Data listing
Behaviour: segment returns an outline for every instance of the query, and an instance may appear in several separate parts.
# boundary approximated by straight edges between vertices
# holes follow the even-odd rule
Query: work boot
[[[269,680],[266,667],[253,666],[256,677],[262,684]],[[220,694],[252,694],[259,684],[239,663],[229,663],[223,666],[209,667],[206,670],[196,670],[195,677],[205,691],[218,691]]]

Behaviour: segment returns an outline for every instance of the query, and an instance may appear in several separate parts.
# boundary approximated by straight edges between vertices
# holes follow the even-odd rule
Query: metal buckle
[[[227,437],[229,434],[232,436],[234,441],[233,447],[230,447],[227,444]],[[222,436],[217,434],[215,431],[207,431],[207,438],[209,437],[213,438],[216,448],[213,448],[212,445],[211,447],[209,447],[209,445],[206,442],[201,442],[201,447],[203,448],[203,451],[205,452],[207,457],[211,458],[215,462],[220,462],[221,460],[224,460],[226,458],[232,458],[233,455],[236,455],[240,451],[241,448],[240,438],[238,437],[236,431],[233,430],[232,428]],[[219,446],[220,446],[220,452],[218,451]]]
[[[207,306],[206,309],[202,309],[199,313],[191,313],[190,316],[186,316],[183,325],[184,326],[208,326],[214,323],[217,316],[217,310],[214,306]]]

TO DO:
Turn the lines of all the items above into a JSON array of strings with one string per line. Skip the blank lines.

RESPONSE:
[
  "Behaviour: segment returns an outline for every instance of the query, and an instance may appear in several separate parts.",
  "# boundary approximated by straight edges between vertices",
  "# holes follow the even-odd rule",
  "Query: work boot",
  "[[[269,680],[266,667],[253,666],[256,677],[262,684]],[[220,694],[252,694],[259,684],[239,663],[229,663],[223,666],[209,667],[206,670],[196,670],[195,677],[205,691],[218,691]]]",
  "Behaviour: segment returns an outline for every instance of the query, and an instance may appear in several separate parts.",
  "# boundary approximated by straight edges between vertices",
  "# holes follow the even-odd rule",
  "Query: metal buckle",
  "[[[227,437],[229,434],[232,436],[234,441],[233,447],[230,447],[227,444]],[[222,436],[217,434],[215,431],[207,431],[207,438],[209,437],[213,438],[216,448],[213,448],[212,445],[211,447],[209,447],[209,445],[206,442],[201,442],[201,447],[203,448],[203,451],[205,452],[207,457],[211,458],[215,462],[220,462],[221,460],[224,460],[226,458],[232,458],[233,455],[236,455],[240,451],[241,448],[240,438],[238,437],[236,431],[233,430],[232,428]],[[219,446],[220,446],[220,452],[218,451]]]",
  "[[[207,306],[206,309],[202,309],[199,313],[191,313],[190,316],[186,316],[183,325],[184,326],[208,326],[214,323],[217,316],[217,310],[214,306]]]"
]